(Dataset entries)
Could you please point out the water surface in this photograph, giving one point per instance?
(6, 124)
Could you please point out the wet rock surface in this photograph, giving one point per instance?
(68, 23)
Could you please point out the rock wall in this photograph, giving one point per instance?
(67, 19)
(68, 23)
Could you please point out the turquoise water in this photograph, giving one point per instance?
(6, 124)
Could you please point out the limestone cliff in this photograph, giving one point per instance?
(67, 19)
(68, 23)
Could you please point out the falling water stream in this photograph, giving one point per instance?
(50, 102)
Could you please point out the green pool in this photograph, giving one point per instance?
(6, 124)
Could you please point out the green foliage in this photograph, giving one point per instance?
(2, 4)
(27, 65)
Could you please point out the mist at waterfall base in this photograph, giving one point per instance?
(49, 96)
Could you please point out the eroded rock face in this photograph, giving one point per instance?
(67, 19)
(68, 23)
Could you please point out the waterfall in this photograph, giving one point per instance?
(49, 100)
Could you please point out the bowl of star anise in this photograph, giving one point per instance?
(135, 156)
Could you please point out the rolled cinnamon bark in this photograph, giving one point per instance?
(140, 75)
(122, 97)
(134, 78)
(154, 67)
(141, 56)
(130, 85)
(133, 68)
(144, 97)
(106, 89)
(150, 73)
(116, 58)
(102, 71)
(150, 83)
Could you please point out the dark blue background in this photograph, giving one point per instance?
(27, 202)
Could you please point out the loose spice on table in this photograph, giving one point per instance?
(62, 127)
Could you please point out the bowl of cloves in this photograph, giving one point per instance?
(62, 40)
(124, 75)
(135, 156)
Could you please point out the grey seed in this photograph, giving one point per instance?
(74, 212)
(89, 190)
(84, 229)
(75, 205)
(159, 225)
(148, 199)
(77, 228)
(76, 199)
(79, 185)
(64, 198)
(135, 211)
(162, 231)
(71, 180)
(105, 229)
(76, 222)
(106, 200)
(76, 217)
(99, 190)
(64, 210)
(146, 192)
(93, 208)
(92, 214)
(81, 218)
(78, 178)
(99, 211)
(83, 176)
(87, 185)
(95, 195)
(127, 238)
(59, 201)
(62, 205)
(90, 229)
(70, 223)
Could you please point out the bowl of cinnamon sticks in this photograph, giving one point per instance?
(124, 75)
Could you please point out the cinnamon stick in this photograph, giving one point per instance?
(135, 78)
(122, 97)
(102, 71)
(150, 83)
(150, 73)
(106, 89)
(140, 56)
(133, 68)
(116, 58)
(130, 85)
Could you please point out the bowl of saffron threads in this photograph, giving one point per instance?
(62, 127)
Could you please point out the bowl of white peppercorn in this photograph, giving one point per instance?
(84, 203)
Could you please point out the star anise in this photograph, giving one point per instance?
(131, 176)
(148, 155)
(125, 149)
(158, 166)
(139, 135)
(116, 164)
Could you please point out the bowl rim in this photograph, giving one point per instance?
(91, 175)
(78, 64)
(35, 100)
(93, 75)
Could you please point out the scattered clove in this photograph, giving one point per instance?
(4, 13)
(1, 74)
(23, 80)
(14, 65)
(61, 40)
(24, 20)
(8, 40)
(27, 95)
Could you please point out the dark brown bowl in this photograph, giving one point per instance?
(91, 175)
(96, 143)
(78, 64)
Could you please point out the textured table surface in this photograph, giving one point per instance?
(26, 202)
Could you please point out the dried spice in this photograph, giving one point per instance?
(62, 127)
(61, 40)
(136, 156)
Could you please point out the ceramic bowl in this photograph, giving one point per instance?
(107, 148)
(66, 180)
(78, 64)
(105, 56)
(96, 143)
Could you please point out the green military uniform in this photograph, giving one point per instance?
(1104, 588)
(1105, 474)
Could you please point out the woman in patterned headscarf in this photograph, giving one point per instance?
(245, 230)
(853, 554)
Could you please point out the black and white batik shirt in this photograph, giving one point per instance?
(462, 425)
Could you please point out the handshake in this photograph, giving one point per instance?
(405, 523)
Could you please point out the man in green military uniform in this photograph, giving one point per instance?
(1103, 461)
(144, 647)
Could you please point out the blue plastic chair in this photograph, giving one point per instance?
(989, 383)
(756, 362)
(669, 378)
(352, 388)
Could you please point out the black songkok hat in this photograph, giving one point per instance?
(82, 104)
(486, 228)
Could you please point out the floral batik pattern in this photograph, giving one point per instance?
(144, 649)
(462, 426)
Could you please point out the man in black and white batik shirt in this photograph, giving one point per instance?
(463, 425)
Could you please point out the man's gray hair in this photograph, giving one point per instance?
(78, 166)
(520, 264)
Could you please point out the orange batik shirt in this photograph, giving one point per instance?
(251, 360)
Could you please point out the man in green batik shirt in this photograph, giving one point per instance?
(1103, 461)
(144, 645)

*YOUR TASK*.
Set down exactly what runs from the line with "Could you please point out the man in green batik" to the last line of the data above, including both of those lines and no others.

*ANSWER FOR THIS EXERCISE*.
Could you please point out the man in green batik shirt in this photograph, giving one point per instance?
(1103, 461)
(144, 645)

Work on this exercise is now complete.